== Set problem 1 ==
Answer these questions about the boat-name thread, each in one line.
(a) What name did the boat in the northern Minnesota marina have?
(b) How much did the owner of "Empty Pockets" spend on fuel on his first fuel dock trip?
(c) In what harbor is the lobster boat called _Whore Afire_?

== Page excerpt ==
>>>
I found my favourite right here on Sailnet: a container freighter called "Titan Uranus". It comes to mind every time I read a weatherfax with tightly bunched isobars!


----------



## sailingdog (Mar 19, 2006)

doctom said:


> sounds appropriate to me if the owner was a urologist. i am thinking of changng my boat's name to Roamin' Empire.
> mike


Or if he made his living cleaning out septic systems....


----------



## TSOJOURNER (Dec 16, 1999)

*Sailboat names*

Boat names are always fun. Wandering through a marina in northern Minnesota we came across a boat paying homage to the classic film Strange Brew by naming the boat Strange Crew.

The other name that caused me to laugh out loud was a small daysailor named Blow Me Away. Either by design or mistake the "Away" was mostly below the waterline while sailing leaving only Blow Me visable.


----------



## sailingdog (Mar 19, 2006)

One of my favorites, is a large powerboat that was at my marina last year—"Empty Pockets". Which is what the owner said he had after his first fuel dock trip—$1500 in fuel. UGH.


----------



## Jack Tar (Mar 5, 2006)

There's a lobster boat in Tenants Harbor, Me called _Whore Afire_. I've never asked.


----------



## Alden68 (Mar 21, 2007)

Can't recall the name of the boat but she is a Farr, and all the crew wear shirts that read:

"She's good from a Farr, but Farr from good"

Always makes me crack up....


----------



## Dewey Benson (Jun 28, 2006)
<<<
== Set problem 2 ==
Render part of the entries as a JSON list of strings, one string per line, with blank lines left out. Begin at the line that has "Target = pink cosmos flower" and stop after the line that has "107), (36, 110)]".

[Entries from a dataset]
>>>
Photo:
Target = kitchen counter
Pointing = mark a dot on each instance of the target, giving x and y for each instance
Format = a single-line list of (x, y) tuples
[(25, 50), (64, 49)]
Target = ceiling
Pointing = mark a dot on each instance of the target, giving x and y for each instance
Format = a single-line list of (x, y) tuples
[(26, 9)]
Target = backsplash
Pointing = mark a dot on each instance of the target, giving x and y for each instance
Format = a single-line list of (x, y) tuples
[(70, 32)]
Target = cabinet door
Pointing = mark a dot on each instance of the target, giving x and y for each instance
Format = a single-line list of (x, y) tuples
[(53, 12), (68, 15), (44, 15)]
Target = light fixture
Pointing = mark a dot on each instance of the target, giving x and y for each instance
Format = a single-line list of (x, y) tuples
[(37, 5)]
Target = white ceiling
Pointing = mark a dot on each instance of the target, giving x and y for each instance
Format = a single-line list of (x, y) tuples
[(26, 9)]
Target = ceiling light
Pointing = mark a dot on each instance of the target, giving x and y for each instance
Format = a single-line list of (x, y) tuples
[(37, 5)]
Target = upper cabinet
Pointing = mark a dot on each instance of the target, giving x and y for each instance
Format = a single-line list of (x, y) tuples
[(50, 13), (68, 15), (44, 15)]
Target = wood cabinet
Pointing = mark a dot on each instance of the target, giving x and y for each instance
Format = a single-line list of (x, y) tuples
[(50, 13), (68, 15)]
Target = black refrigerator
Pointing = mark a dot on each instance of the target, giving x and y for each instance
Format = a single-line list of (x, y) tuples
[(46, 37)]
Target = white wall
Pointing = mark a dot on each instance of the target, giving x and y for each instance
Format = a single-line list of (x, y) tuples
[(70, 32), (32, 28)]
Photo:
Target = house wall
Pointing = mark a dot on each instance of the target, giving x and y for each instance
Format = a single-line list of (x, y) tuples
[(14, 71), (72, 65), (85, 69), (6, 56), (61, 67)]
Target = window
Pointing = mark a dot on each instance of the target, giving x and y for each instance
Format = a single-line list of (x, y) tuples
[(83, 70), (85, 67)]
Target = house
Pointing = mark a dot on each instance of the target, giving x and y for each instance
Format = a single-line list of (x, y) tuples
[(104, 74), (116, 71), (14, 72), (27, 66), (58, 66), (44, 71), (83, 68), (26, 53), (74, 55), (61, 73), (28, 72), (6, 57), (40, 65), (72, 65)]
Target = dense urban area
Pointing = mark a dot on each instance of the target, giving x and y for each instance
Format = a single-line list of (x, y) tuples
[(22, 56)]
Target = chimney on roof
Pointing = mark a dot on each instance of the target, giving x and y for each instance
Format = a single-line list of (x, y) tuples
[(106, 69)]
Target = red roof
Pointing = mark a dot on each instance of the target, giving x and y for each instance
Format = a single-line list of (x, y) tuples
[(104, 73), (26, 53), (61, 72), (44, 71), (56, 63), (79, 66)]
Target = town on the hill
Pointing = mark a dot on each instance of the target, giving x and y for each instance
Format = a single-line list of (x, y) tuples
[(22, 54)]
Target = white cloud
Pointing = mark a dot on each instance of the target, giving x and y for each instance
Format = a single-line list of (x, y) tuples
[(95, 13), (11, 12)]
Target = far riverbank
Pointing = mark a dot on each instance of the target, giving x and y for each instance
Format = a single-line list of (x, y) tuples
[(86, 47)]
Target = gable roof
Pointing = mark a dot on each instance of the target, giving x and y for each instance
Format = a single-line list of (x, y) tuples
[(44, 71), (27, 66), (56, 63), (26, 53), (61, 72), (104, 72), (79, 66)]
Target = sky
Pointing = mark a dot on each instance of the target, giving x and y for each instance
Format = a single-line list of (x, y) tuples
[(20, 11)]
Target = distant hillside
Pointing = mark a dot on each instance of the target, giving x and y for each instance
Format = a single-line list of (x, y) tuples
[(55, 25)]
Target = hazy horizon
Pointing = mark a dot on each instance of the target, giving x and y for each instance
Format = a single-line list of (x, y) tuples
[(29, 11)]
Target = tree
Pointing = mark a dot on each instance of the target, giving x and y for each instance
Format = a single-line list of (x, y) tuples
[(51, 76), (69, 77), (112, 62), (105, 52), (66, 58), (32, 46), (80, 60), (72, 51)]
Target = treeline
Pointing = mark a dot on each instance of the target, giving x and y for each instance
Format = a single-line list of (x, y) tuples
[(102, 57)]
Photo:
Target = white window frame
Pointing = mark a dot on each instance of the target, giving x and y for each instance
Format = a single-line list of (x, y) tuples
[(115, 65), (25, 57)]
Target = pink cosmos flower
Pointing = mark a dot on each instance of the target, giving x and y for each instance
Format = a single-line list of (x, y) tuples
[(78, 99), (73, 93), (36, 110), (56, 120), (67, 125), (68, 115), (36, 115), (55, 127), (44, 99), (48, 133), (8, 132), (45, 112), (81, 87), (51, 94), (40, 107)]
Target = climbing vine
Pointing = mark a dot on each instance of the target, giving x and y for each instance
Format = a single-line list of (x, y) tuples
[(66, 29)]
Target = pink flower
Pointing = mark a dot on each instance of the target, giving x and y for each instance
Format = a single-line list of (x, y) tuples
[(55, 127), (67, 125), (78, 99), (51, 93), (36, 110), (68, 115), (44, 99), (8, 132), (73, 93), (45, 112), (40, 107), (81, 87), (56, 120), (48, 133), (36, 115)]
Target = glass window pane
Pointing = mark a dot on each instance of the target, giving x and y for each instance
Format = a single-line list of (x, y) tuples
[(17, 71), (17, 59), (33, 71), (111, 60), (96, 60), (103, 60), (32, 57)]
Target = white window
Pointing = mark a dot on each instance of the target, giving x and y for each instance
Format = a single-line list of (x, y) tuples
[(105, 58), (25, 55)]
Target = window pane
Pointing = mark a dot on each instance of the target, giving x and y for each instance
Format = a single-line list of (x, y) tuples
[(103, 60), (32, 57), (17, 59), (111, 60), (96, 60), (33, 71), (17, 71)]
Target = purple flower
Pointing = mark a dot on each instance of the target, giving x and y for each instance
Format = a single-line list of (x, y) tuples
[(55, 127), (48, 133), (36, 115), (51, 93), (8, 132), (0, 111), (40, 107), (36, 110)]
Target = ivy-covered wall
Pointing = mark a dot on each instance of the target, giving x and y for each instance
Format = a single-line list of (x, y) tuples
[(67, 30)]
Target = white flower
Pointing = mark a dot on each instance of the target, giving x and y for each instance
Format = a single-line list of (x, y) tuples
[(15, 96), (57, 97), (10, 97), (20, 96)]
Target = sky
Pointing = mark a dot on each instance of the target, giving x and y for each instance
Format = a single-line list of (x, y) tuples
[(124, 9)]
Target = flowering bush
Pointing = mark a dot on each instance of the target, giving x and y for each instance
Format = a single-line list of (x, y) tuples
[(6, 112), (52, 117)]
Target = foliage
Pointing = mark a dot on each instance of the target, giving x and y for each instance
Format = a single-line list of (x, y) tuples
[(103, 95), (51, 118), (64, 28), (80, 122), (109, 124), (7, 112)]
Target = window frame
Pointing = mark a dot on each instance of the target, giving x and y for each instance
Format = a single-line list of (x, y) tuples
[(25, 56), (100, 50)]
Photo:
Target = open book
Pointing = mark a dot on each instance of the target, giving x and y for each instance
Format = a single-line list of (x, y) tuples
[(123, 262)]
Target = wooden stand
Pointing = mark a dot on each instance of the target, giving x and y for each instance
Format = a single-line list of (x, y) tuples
<<<
== Written response 1 ==
(a) Strange Crew
(b) $1500
(c) Tenants Harbor, Me

== Written response 2 ==
[
  "Target = pink cosmos flower",
  "Pointing = mark a dot on each instance of the target, giving x and y for each instance",
  "Format = a single-line list of (x, y) tuples",
  "[(78, 99), (73, 93), (36, 110), (56, 120), (67, 125), (68, 115), (36, 115), (55, 127), (44, 99), (48, 133), (8, 132), (45, 112), (81, 87), (51, 94), (40, 107)]",
  "Target = climbing vine",
  "Pointing = mark a dot on each instance of the target, giving x and y for each instance",
  "Format = a single-line list of (x, y) tuples",
  "[(66, 29)]",
  "Target = pink flower",
  "Pointing = mark a dot on each instance of the target, giving x and y for each instance",
  "Format = a single-line list of (x, y) tuples",
  "[(55, 127), (67, 125), (78, 99), (51, 93), (36, 110), (68, 115), (44, 99), (8, 132), (73, 93), (45, 112), (40, 107), (81, 87), (56, 120), (48, 133), (36, 115)]",
  "Target = glass window pane",
  "Pointing = mark a dot on each instance of the target, giving x and y for each instance",
  "Format = a single-line list of (x, y) tuples",
  "[(17, 71), (17, 59), (33, 71), (111, 60), (96, 60), (103, 60), (32, 57)]",
  "Target = white window",
  "Pointing = mark a dot on each instance of the target, giving x and y for each instance",
  "Format = a single-line list of (x, y) tuples",
  "[(105, 58), (25, 55)]",
  "Target = window pane",
  "Pointing = mark a dot on each instance of the target, giving x and y for each instance",
  "Format = a single-line list of (x, y) tuples",
  "[(103, 60), (32, 57), (17, 59), (111, 60), (96, 60), (33, 71), (17, 71)]",
  "Target = purple flower",
  "Pointing = mark a dot on each instance of the target, giving x and y for each instance",
  "Format = a single-line list of (x, y) tuples",
  "[(55, 127), (48, 133), (36, 115), (51, 93), (8, 132), (0, 111), (40, 107), (36, 110)]"
]